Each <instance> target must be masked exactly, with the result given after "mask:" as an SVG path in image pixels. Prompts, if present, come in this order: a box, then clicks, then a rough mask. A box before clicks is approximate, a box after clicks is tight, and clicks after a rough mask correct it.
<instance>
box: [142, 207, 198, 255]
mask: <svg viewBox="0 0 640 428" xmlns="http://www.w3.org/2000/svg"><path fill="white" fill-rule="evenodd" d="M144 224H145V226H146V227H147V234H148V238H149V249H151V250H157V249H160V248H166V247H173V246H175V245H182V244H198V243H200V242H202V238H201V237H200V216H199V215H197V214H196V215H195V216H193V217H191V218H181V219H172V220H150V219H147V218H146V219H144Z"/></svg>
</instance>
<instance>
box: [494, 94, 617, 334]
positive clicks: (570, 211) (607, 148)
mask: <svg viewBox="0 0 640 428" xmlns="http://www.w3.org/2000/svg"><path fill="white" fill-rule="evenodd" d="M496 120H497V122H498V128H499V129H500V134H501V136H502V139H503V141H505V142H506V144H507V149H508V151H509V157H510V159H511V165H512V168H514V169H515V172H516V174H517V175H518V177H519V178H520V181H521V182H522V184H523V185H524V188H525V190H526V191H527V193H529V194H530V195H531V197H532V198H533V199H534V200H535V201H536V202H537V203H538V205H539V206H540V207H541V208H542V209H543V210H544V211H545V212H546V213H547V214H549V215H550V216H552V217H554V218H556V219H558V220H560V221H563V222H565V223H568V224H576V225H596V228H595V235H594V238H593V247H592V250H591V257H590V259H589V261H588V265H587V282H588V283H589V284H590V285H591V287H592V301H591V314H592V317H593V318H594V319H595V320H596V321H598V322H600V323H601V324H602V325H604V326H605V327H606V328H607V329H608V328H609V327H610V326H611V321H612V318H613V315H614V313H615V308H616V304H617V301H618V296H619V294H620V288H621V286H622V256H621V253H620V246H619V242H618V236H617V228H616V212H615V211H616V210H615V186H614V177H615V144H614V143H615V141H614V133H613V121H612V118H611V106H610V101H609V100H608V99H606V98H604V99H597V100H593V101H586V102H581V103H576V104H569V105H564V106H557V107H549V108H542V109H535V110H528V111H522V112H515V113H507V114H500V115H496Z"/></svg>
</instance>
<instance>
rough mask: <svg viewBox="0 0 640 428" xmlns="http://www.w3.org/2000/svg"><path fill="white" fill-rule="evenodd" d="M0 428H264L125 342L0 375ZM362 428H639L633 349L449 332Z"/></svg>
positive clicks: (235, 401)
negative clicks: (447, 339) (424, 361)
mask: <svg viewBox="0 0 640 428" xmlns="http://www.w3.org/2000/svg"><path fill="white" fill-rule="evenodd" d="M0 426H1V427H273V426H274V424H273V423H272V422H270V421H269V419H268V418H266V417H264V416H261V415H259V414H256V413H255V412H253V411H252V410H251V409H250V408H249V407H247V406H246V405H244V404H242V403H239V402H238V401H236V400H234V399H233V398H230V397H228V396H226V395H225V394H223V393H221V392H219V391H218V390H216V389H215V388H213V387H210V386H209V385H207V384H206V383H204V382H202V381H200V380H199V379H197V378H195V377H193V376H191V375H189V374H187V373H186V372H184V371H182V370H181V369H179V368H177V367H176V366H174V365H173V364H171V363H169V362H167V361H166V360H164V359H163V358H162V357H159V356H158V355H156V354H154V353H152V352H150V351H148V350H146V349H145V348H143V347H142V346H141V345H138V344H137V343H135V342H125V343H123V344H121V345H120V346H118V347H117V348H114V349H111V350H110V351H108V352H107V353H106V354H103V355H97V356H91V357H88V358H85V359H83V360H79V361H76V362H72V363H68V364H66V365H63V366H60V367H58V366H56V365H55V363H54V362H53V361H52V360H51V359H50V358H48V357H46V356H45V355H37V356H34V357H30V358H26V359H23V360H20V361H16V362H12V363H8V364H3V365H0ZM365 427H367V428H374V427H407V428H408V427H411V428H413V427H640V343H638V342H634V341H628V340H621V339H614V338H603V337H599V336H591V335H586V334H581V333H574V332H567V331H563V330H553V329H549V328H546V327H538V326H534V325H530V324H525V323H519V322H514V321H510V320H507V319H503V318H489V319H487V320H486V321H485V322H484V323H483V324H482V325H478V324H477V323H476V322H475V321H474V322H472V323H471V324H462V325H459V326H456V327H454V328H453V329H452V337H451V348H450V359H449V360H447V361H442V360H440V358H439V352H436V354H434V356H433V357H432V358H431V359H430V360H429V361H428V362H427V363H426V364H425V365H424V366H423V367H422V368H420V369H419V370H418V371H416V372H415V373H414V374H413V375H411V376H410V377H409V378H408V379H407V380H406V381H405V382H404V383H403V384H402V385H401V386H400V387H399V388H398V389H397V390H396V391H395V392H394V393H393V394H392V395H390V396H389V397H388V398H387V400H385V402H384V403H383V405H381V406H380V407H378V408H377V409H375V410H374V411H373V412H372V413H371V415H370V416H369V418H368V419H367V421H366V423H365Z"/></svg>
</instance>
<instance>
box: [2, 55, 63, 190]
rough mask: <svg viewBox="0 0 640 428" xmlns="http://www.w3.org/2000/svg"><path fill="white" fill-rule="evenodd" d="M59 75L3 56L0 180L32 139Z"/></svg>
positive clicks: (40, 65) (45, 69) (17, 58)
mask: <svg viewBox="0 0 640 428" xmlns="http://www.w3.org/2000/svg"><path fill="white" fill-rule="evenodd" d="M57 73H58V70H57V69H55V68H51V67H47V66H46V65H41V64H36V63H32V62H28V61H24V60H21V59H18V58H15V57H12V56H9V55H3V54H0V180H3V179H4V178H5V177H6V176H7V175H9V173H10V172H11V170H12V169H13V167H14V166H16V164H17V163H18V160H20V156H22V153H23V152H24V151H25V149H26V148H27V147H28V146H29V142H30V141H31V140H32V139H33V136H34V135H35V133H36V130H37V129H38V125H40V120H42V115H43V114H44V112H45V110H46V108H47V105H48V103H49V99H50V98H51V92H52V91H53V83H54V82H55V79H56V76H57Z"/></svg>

## WORK TO BE COMPLETED
For the string "rough", return every line of the data where it appears.

## SOLUTION TO THE EXERCISE
Each <instance> target must be masked exactly, with the result given after "mask:" as an SVG path in image pixels. Prompts, if present, come in this order: a box, then clicks, then a rough mask. A box before clicks is approximate, a box after clicks is tight, and clicks after a rough mask correct it.
rough mask: <svg viewBox="0 0 640 428" xmlns="http://www.w3.org/2000/svg"><path fill="white" fill-rule="evenodd" d="M0 428H264L125 342L0 375ZM362 428H639L633 349L449 332Z"/></svg>
rough mask: <svg viewBox="0 0 640 428" xmlns="http://www.w3.org/2000/svg"><path fill="white" fill-rule="evenodd" d="M59 75L3 56L0 180L32 139Z"/></svg>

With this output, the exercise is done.